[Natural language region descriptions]

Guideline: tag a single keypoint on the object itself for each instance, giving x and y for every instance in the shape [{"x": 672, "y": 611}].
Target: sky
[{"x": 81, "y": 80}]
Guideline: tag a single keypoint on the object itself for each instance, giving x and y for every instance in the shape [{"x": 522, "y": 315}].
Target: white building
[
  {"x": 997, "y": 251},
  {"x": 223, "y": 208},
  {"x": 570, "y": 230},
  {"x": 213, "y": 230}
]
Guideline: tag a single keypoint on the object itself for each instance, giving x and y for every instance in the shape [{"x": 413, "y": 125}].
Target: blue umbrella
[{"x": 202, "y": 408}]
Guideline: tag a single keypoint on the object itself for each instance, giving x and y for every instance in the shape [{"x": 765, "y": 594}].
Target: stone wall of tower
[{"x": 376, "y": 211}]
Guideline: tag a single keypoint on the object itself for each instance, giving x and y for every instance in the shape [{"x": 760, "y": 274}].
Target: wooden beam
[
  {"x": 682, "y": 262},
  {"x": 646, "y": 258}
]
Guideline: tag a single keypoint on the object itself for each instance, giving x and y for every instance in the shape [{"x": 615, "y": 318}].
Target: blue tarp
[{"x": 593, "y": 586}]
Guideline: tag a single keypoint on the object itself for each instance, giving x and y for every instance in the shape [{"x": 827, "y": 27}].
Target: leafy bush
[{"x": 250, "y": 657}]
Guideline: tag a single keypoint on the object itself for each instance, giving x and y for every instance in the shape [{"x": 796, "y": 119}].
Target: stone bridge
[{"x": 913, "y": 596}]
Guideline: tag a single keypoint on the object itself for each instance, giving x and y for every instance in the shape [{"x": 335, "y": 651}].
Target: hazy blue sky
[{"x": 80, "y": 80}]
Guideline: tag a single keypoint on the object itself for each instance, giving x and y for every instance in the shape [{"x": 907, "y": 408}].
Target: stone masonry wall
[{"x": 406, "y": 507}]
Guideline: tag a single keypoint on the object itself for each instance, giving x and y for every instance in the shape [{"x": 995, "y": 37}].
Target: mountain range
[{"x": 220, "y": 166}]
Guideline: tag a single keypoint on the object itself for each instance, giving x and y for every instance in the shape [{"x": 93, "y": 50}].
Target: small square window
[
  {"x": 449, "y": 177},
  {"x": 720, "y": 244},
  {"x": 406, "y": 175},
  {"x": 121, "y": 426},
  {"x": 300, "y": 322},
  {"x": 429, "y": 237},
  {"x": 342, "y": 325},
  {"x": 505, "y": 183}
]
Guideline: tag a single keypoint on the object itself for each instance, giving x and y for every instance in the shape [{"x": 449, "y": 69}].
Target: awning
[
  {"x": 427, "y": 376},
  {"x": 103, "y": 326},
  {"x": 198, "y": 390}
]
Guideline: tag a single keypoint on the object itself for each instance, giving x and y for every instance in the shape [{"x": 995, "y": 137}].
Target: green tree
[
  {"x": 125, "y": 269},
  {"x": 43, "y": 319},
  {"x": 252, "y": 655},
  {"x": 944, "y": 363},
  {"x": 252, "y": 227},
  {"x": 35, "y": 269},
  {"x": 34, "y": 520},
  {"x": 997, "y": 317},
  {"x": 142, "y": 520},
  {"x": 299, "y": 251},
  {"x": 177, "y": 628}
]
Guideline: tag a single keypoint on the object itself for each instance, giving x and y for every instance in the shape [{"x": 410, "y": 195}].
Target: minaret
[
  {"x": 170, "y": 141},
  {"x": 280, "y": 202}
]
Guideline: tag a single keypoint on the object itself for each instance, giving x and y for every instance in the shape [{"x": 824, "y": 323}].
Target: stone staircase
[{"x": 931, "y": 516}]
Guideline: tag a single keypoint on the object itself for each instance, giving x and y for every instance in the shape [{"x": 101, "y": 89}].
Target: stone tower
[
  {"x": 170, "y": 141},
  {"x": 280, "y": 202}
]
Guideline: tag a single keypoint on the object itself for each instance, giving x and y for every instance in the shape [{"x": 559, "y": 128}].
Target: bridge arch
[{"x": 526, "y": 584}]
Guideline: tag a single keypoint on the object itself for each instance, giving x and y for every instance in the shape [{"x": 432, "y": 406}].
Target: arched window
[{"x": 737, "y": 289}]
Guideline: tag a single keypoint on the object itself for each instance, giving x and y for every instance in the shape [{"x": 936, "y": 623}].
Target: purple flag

● What the task requires
Write every record out again, letter for letter.

● Response to the task
Guideline: tag a single keypoint on the object itself for each instance, giving x and y for every instance in the shape [{"x": 672, "y": 611}].
Target: sky
[{"x": 81, "y": 80}]
Guideline: tag a single keypoint on the object itself for each instance, giving x and y for every instance in the shape [{"x": 522, "y": 315}].
Target: white building
[
  {"x": 997, "y": 251},
  {"x": 223, "y": 208},
  {"x": 570, "y": 230},
  {"x": 213, "y": 230}
]
Guideline: tag a single keypoint on the object itself for each instance, giving x and y for every instance in the shape [{"x": 413, "y": 125}].
Target: blue umbrella
[{"x": 202, "y": 408}]
Guideline: tag a single keypoint on the object itself for each instance, giving x and y for every instance in the shape [{"x": 765, "y": 594}].
Target: stone wall of tower
[{"x": 376, "y": 211}]
Guideline: tag a single keypoint on the object itself for each instance, giving x and y for every instance in the shape [{"x": 760, "y": 274}].
Target: wooden beam
[
  {"x": 682, "y": 262},
  {"x": 646, "y": 258}
]
Guideline: tag a single keypoint on the object itself for each instance, giving x and y for every instance in the shape [{"x": 615, "y": 318}].
Target: blue tarp
[{"x": 593, "y": 586}]
Guideline: tag a single keypoint on the object itself for each instance, giving x and y for every instance in the shape [{"x": 827, "y": 27}].
Target: leafy bush
[{"x": 250, "y": 657}]
Guideline: tag a single keypoint on the object itself for each instance, giving x and y for every instance in the shape [{"x": 796, "y": 119}].
Target: stone bridge
[{"x": 913, "y": 596}]
Guideline: tag a single keypoint on the object itself for each instance, giving x and y for every instance in the shape [{"x": 335, "y": 651}].
Target: hazy blue sky
[{"x": 80, "y": 80}]
Guideline: tag a single keypoint on the object itself for each instance, giving x and y for every instance in the shape [{"x": 907, "y": 408}].
Target: stone masonry wall
[{"x": 406, "y": 507}]
Guideline: tag a single keypoint on the object itself for each instance, giving x and y for every instance in the shape [{"x": 995, "y": 37}].
Target: mountain range
[{"x": 220, "y": 166}]
Guideline: tag a single keypoint on the object itself for each instance, giving x and y for every instance in the shape [{"x": 93, "y": 50}].
Target: small square window
[
  {"x": 449, "y": 177},
  {"x": 720, "y": 244},
  {"x": 406, "y": 175},
  {"x": 121, "y": 426},
  {"x": 300, "y": 322},
  {"x": 429, "y": 237},
  {"x": 342, "y": 325},
  {"x": 505, "y": 183}
]
Guideline: tag a single keypoint on the object itself for each instance, giving x and y for every instance in the shape [{"x": 449, "y": 69}].
Target: awning
[
  {"x": 427, "y": 376},
  {"x": 103, "y": 326},
  {"x": 198, "y": 390}
]
Guideline: tag a single keypoint on the object itself for each instance, giving x and y for every instance in the shape [{"x": 995, "y": 137}].
Target: green tree
[
  {"x": 125, "y": 269},
  {"x": 43, "y": 319},
  {"x": 252, "y": 655},
  {"x": 944, "y": 363},
  {"x": 252, "y": 227},
  {"x": 35, "y": 269},
  {"x": 34, "y": 520},
  {"x": 997, "y": 317},
  {"x": 142, "y": 520},
  {"x": 299, "y": 251},
  {"x": 177, "y": 628}
]
Guideline: tag a single keypoint on the object itself for each instance, giving x and y for every instance in the shape [{"x": 410, "y": 195}].
Target: minaret
[
  {"x": 170, "y": 141},
  {"x": 280, "y": 202}
]
Guideline: tag a single keypoint on the object itself for each instance, giving x and y for every instance in the shape [{"x": 824, "y": 323}].
Target: stone staircase
[{"x": 931, "y": 516}]
Guideline: tag a single keypoint on the object itself for each instance, giving x and y for every instance in the shape [{"x": 101, "y": 89}].
Target: stone tower
[
  {"x": 170, "y": 141},
  {"x": 280, "y": 202}
]
Guideline: tag a single keypoint on the object itself for each instance, giving x and y for every instance in the shape [{"x": 559, "y": 128}].
Target: bridge arch
[{"x": 526, "y": 584}]
Guideline: tag a single keypoint on the object itself for each instance, giving x and y for every instance in the shape [{"x": 432, "y": 406}].
Target: arched window
[{"x": 737, "y": 289}]
Guideline: tag a single keypoint on the object itself for each instance, giving x and y for every instance in the shape [{"x": 936, "y": 623}].
Target: purple flag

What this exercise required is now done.